Reproduce the line that contains "streetcar side window" and every line after it through the end of the records, exactly, with nothing added.

Part of a data file

==============================

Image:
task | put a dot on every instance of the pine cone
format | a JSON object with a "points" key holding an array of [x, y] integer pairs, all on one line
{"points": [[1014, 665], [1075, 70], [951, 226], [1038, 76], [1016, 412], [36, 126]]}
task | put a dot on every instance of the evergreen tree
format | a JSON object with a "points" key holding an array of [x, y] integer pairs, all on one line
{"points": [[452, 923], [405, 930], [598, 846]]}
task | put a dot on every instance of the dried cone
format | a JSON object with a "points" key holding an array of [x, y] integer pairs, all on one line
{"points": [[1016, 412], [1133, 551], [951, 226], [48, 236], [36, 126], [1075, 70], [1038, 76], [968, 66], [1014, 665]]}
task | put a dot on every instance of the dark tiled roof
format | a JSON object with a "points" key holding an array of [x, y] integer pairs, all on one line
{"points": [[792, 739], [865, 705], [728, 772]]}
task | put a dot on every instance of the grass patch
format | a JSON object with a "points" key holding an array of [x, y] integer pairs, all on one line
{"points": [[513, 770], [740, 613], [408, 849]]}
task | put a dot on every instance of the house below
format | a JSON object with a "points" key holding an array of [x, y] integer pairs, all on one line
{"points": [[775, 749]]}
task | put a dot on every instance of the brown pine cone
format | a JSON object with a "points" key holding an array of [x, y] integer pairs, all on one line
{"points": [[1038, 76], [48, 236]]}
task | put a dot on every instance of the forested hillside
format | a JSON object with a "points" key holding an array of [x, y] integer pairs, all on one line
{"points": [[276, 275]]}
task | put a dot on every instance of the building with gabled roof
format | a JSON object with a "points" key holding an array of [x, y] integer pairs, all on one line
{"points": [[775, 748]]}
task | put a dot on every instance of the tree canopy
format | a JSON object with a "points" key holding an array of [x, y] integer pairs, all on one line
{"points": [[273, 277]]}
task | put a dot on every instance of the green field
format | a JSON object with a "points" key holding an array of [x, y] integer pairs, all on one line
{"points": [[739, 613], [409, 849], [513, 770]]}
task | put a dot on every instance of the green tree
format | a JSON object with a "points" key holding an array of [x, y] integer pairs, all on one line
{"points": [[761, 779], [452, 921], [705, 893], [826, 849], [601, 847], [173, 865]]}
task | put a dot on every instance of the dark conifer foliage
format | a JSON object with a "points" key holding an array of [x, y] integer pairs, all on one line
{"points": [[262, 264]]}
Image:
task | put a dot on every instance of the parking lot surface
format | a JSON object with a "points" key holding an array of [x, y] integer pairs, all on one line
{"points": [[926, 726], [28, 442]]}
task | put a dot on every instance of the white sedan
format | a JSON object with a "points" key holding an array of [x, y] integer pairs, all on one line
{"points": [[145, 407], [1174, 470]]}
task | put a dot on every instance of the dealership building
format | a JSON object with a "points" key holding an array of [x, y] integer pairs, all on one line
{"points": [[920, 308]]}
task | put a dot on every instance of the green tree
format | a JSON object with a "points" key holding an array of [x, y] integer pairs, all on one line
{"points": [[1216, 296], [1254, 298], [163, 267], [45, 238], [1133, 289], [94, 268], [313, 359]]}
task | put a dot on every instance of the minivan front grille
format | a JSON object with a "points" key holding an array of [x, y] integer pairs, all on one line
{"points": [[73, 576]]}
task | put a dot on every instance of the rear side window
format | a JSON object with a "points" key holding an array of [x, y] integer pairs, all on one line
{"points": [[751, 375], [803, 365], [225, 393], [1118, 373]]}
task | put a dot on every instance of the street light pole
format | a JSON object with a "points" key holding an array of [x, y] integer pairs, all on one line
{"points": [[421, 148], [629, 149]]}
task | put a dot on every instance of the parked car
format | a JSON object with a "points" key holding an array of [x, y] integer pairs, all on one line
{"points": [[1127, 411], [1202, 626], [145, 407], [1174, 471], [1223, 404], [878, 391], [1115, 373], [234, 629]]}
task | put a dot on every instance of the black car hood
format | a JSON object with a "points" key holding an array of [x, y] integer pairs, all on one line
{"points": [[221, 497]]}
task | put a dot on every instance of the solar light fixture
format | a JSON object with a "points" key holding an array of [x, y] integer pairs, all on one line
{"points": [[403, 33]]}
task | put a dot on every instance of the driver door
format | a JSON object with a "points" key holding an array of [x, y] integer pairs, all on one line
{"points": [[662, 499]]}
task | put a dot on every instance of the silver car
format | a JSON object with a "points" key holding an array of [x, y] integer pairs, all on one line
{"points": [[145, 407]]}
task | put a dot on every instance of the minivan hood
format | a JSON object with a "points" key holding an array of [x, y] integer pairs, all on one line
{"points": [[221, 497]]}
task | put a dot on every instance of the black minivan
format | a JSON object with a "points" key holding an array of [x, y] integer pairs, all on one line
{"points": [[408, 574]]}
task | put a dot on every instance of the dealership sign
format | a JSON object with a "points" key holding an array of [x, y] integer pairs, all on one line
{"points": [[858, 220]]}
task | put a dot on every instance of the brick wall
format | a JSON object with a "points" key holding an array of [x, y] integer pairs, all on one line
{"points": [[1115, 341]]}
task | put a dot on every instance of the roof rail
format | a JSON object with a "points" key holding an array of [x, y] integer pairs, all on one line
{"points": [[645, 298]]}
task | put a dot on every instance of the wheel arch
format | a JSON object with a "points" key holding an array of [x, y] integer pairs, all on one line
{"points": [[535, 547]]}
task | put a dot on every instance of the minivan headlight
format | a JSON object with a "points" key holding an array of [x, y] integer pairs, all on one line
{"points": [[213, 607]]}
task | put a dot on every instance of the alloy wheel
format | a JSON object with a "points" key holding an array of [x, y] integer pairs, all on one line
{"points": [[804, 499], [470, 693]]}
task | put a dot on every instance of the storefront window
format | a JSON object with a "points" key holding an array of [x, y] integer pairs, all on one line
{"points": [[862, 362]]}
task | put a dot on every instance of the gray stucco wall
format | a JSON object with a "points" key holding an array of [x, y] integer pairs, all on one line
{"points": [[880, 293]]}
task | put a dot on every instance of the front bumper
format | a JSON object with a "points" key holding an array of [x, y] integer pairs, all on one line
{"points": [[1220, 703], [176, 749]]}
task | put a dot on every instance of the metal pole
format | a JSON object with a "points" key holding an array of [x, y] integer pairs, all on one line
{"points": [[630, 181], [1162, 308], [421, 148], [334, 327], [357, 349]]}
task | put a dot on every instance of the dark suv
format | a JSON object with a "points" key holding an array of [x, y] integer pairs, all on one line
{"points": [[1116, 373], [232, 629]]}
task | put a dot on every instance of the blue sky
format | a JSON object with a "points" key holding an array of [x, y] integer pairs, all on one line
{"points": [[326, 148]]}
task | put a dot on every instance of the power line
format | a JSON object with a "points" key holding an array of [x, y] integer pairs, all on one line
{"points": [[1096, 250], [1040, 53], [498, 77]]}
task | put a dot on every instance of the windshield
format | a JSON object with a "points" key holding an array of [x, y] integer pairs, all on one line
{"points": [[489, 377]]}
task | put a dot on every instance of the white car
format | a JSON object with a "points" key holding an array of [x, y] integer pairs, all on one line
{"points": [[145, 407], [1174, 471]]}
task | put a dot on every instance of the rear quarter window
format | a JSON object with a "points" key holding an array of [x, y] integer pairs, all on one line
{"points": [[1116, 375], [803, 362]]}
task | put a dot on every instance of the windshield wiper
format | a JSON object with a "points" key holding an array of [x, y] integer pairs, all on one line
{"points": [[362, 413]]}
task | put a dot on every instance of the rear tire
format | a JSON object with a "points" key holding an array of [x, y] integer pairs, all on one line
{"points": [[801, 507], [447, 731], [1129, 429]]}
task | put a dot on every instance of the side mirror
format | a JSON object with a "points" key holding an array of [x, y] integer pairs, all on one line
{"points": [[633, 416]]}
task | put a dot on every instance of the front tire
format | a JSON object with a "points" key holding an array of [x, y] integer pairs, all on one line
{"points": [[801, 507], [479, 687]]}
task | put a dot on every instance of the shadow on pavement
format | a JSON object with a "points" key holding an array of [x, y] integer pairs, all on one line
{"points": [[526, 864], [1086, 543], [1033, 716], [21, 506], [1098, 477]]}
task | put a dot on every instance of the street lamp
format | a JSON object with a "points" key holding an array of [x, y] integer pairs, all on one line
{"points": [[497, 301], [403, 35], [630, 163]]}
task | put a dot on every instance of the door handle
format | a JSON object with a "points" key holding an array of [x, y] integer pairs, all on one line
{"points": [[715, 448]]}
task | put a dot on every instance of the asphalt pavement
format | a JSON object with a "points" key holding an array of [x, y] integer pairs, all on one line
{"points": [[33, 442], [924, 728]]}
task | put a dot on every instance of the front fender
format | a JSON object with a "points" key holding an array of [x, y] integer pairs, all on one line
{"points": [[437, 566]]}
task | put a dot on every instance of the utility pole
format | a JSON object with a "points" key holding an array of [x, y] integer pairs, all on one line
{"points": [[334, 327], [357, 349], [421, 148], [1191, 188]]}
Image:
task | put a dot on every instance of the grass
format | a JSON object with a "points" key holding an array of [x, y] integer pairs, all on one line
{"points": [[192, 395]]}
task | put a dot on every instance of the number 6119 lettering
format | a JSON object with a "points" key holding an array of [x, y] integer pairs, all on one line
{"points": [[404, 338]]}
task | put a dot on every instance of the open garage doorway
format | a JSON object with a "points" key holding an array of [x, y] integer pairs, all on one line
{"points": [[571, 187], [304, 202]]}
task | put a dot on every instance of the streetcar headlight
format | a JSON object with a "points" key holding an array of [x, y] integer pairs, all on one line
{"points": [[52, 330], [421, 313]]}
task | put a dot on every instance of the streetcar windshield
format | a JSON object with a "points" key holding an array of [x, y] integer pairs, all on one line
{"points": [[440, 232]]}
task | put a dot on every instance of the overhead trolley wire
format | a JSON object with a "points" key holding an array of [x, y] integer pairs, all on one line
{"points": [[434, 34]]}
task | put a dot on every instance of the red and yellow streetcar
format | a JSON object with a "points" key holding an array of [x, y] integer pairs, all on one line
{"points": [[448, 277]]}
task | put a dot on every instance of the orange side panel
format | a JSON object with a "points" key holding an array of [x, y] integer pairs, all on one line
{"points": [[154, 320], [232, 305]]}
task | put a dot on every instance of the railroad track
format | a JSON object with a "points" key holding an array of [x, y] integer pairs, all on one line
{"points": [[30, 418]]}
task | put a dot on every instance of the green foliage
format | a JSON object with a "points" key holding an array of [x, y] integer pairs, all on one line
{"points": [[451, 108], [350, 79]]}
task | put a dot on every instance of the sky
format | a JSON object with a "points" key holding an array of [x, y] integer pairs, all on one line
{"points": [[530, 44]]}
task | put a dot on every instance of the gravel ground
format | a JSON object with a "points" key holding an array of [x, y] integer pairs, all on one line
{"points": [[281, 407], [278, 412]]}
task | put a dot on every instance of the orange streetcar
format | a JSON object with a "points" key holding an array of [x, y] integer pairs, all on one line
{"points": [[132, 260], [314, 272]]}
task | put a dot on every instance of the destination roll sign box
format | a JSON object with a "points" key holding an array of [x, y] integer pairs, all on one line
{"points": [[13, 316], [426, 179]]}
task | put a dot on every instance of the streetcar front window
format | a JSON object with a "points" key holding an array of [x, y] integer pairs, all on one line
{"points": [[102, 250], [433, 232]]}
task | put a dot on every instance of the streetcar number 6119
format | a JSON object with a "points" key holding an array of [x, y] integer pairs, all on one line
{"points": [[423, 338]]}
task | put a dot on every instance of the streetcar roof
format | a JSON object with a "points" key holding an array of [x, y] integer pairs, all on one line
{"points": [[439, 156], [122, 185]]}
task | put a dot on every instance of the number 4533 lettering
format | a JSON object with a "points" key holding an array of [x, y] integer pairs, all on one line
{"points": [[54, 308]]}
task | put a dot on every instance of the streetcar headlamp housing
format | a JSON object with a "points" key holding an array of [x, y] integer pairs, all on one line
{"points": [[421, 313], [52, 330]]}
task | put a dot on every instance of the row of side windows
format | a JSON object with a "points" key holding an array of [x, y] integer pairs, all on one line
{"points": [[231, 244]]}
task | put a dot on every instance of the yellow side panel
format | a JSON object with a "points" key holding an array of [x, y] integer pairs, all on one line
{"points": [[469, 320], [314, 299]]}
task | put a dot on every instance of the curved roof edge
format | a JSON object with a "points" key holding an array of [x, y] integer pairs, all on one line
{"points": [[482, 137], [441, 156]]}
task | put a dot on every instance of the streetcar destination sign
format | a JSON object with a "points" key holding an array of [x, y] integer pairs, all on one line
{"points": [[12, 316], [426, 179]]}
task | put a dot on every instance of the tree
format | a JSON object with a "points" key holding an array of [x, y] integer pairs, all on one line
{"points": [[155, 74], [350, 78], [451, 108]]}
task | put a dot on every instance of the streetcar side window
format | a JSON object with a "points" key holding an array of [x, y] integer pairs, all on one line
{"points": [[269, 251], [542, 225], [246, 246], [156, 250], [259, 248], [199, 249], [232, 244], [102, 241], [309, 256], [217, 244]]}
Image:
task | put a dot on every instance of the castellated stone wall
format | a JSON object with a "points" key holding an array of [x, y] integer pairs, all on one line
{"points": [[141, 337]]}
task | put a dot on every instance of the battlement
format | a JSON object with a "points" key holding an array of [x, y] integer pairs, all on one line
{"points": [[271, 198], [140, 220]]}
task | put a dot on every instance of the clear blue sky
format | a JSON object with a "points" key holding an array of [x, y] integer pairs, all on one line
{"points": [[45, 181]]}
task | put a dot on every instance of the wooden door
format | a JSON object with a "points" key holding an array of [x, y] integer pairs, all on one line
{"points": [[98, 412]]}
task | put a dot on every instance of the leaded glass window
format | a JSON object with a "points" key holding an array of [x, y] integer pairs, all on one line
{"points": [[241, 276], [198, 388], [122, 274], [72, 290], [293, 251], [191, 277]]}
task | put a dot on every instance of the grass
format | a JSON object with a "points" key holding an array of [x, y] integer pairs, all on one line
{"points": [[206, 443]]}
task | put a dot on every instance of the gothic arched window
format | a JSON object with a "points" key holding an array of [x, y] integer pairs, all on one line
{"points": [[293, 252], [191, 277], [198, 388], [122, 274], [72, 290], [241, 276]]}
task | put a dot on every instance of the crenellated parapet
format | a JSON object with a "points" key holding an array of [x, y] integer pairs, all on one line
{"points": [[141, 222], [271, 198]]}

==============================

Answer to this task
task | put a dot on every instance of the streetcar side window
format | a JSON object with a "points" key holding an array of [x, y] integer pairs, all on one line
{"points": [[269, 251], [542, 225], [246, 246], [156, 250], [259, 248], [199, 249], [232, 244], [102, 241], [309, 256], [217, 244]]}
Image:
task | put a dot on every instance of the castellated stone wall
format | a JSON object with a "points" key holding an array of [x, y] integer pairs, all on one line
{"points": [[141, 337]]}
task | put a dot on every instance of the battlement
format | a JSON object with a "points" key holding an array of [x, y] integer pairs, all on one line
{"points": [[271, 198], [140, 220]]}
task | put a dot on every instance of the clear blue sky
format | a JSON object with a "points" key holding an array of [x, y] integer pairs, all on one line
{"points": [[45, 181]]}
task | put a dot on every instance of the wooden door
format | a JSON object with a "points" key holding an array of [x, y] integer pairs, all on one line
{"points": [[98, 412]]}
task | put a dot on every instance of the leaded glass window
format | a JSON object with a "points" key holding an array of [x, y] integer pairs, all on one line
{"points": [[241, 276], [198, 388], [122, 274], [72, 290], [293, 251], [191, 277]]}
task | put a dot on every instance of the grass
format | a JSON object with a "points" key holding an array of [x, y] integer pairs, all on one line
{"points": [[206, 443]]}
task | put a dot on every instance of the gothic arched window
format | a JSON object with a "points" key holding an array of [x, y] integer pairs, all on one line
{"points": [[293, 252], [191, 277], [198, 388], [122, 274], [72, 290], [241, 276]]}
task | put a dot on every instance of the crenellated parapet
format | a JSON object with a "points" key holding an array of [x, y] integer pairs, all on one line
{"points": [[141, 222], [271, 198]]}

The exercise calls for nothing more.